TASK MATERIAL –
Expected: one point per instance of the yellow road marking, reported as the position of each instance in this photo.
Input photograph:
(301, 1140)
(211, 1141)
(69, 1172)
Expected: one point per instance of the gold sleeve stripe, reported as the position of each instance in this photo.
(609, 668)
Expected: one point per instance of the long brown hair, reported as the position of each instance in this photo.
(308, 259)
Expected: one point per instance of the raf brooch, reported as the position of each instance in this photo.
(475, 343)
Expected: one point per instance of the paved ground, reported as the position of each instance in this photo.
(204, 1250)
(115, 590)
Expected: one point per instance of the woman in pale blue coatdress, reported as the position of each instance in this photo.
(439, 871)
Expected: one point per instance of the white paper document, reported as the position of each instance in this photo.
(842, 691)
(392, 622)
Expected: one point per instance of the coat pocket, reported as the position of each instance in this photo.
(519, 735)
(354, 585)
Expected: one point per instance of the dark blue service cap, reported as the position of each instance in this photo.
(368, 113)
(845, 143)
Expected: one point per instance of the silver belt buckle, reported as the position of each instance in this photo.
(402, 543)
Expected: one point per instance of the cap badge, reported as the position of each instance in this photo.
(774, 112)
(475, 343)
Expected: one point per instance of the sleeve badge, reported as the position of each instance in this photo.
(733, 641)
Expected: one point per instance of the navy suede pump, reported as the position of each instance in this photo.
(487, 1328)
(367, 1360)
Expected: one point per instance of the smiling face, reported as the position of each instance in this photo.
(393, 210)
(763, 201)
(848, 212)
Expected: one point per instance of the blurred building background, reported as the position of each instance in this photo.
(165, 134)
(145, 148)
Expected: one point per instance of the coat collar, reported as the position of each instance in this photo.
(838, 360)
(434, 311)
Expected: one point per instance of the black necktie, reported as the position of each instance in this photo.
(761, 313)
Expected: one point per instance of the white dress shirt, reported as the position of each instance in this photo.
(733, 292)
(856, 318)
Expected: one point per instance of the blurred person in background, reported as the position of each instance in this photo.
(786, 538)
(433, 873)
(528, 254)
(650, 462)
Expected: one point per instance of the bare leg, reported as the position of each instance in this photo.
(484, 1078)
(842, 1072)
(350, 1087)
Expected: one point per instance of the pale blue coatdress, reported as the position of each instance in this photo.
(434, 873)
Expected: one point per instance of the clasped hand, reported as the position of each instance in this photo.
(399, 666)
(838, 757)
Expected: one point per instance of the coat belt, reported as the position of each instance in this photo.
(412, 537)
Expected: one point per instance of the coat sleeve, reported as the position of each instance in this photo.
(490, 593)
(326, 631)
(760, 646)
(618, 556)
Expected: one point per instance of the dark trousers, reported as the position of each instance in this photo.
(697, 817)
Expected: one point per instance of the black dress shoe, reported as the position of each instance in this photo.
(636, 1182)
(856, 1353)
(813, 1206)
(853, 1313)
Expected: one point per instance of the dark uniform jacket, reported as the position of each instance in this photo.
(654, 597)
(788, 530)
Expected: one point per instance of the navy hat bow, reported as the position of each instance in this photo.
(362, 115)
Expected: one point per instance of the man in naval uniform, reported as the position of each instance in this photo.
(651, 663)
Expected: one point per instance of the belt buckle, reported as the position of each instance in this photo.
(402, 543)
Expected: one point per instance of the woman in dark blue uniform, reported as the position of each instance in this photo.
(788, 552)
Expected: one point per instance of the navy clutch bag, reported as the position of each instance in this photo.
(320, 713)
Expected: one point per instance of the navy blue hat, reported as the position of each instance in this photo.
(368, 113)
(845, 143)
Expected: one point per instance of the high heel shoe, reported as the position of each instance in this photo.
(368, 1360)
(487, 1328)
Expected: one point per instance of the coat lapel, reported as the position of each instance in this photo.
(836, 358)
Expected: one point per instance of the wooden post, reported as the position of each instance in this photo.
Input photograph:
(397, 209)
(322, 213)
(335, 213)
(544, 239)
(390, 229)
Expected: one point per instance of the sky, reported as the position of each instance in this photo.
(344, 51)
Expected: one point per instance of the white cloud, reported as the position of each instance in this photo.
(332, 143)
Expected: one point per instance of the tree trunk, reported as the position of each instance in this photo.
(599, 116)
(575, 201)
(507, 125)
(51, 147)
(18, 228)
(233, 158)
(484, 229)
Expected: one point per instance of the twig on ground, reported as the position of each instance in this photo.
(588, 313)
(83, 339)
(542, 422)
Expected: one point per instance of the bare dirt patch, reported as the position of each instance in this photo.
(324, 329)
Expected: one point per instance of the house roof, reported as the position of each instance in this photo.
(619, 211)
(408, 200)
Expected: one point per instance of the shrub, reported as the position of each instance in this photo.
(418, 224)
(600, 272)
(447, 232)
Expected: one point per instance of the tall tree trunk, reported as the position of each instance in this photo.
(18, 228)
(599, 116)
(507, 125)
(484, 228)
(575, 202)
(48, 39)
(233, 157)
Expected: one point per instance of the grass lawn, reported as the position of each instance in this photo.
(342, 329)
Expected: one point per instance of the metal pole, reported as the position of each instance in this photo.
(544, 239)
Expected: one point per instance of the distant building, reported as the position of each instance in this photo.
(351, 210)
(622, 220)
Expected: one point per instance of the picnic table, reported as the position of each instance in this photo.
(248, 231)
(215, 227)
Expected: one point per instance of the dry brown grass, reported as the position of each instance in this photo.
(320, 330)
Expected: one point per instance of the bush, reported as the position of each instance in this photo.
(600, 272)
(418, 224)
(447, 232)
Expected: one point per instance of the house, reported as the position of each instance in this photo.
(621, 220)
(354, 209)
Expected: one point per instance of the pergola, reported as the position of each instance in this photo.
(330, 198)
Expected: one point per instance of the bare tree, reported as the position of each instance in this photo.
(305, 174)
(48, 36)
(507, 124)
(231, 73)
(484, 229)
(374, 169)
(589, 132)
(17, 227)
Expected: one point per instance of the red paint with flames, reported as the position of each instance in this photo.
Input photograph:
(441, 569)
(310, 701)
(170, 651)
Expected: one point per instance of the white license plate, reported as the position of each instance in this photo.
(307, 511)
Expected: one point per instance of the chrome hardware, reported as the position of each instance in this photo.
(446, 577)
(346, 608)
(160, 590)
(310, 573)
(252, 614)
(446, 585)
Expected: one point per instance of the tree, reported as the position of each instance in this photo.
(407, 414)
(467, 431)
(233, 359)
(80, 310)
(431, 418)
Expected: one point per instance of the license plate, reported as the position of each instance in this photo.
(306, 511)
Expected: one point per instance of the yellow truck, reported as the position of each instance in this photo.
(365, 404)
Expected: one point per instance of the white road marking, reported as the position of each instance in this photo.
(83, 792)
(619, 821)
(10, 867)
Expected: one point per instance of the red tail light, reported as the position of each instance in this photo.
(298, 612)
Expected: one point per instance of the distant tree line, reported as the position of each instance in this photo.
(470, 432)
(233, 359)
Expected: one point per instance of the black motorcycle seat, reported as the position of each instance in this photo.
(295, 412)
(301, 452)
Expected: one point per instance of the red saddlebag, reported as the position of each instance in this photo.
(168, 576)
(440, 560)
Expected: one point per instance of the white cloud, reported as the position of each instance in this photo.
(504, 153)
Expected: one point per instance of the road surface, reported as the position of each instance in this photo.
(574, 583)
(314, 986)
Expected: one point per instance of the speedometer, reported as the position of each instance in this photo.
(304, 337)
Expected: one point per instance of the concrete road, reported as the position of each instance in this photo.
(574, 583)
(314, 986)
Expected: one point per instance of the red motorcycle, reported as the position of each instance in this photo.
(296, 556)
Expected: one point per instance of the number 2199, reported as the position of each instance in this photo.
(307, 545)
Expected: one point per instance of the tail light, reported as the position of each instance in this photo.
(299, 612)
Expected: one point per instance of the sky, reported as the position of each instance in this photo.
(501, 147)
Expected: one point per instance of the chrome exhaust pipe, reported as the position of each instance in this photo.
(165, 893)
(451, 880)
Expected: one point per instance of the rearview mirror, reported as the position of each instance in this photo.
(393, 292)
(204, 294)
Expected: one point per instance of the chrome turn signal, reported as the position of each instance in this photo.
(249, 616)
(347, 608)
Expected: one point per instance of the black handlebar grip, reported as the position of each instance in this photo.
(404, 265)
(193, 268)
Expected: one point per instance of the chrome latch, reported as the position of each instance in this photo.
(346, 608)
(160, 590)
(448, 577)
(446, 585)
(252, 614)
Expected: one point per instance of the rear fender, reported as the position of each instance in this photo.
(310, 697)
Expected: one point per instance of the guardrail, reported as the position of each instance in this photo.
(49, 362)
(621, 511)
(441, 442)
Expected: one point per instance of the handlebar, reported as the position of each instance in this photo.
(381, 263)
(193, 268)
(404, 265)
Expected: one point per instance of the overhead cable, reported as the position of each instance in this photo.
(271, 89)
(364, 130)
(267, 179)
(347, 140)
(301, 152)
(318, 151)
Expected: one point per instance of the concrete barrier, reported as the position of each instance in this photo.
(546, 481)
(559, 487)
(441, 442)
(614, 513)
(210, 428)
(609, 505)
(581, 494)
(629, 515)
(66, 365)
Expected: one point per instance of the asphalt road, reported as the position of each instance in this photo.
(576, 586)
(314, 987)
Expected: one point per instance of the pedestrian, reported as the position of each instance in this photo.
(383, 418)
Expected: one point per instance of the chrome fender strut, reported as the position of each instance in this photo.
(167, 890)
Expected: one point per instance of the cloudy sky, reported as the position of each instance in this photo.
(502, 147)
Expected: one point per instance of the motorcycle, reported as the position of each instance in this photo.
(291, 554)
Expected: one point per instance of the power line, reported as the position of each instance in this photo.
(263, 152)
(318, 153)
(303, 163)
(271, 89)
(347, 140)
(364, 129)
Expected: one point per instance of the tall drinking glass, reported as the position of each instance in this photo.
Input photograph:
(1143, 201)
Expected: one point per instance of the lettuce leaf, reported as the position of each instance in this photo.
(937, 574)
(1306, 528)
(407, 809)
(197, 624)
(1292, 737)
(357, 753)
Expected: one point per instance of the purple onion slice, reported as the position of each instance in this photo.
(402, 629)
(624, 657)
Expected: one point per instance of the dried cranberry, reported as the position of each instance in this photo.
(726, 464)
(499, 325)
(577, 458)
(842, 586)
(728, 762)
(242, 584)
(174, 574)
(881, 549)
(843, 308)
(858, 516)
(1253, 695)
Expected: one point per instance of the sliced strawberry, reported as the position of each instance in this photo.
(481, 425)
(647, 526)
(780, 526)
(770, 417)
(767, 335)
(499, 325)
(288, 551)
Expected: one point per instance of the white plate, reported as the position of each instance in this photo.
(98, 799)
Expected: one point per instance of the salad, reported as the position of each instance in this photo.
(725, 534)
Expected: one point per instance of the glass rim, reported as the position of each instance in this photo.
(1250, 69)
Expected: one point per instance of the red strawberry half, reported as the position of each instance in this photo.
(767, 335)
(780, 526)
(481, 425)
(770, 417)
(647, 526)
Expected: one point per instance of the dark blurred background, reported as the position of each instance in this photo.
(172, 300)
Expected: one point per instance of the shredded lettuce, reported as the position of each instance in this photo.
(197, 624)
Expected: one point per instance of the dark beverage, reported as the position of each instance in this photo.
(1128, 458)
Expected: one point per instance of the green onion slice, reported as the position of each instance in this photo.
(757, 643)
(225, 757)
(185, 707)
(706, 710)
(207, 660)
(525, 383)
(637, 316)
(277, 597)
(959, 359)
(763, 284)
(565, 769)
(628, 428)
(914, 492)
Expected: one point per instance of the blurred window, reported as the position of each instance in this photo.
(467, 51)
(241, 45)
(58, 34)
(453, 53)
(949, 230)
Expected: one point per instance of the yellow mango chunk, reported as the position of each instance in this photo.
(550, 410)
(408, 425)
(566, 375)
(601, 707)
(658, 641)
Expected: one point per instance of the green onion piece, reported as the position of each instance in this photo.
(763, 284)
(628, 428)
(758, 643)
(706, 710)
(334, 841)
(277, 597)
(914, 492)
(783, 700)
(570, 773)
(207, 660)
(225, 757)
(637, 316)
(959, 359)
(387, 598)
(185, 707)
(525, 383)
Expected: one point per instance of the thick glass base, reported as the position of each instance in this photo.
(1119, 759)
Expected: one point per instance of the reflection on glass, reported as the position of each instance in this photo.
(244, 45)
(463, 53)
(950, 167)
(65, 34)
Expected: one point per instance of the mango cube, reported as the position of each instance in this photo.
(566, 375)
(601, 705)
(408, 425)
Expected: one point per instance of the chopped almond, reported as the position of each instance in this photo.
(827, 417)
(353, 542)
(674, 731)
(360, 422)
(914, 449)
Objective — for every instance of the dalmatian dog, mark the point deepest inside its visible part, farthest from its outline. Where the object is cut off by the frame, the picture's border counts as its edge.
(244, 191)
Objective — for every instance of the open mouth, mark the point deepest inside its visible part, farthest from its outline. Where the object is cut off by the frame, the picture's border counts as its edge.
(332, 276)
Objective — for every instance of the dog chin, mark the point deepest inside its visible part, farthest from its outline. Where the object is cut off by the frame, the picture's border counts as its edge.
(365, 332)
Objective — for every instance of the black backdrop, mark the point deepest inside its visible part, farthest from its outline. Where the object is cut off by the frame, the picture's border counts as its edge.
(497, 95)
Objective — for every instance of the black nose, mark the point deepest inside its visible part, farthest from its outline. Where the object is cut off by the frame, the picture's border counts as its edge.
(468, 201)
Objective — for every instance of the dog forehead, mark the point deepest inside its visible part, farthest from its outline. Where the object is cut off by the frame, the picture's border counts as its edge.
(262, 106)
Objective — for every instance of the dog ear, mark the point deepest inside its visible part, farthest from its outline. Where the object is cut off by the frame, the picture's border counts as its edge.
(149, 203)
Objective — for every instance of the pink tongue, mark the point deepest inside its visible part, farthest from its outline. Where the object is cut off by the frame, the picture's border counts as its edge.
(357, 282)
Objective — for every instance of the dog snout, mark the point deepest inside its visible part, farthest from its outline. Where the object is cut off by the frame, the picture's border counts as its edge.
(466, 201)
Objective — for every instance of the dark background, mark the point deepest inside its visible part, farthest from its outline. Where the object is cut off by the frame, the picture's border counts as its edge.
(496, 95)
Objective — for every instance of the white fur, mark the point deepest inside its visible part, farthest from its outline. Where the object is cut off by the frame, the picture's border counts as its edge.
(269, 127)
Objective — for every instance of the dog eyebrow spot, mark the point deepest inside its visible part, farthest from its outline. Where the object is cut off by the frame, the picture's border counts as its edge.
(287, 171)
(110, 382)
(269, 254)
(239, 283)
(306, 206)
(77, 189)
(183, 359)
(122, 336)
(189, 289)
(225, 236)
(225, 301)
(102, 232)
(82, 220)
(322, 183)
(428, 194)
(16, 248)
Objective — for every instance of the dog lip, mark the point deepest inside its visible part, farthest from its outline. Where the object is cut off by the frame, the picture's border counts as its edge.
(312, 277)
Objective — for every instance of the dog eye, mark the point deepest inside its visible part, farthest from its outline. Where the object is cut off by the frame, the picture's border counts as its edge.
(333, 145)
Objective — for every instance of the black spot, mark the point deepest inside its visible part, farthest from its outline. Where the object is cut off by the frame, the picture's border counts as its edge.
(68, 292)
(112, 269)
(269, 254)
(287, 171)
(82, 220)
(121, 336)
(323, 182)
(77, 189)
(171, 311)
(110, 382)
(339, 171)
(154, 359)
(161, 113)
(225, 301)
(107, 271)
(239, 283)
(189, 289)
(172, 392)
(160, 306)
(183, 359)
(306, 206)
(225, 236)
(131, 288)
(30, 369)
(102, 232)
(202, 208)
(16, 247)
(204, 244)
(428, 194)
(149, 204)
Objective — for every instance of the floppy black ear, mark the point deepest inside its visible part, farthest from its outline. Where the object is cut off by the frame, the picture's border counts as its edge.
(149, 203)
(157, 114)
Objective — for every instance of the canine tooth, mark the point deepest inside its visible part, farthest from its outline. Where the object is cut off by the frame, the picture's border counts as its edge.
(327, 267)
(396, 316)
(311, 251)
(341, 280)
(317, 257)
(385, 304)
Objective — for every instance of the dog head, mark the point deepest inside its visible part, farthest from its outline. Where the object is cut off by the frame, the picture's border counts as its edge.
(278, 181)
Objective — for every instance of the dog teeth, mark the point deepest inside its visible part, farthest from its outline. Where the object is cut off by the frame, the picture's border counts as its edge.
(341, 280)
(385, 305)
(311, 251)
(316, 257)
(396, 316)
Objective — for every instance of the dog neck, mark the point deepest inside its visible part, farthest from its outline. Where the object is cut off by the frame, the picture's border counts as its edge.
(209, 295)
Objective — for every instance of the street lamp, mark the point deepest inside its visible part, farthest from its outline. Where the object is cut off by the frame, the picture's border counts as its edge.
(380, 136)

INSTRUCTIONS FOR THE TASK – Beginning with the line that contains "Objective — for every instance of the dog neck, mark", write out every line through the end of the entries above, exactly.

EXERCISE RESULT –
Objective — for every instance of the dog neck, mark the point deepest inside its visible part, farthest from its outline. Where the object is cut off by the frame, the picture's border counts as its edge.
(209, 295)
Objective — for every instance of the street lamp, mark the point deepest inside its visible part, farthest from its outline. Where the object is cut off by the frame, the picture's border counts as its edge.
(380, 136)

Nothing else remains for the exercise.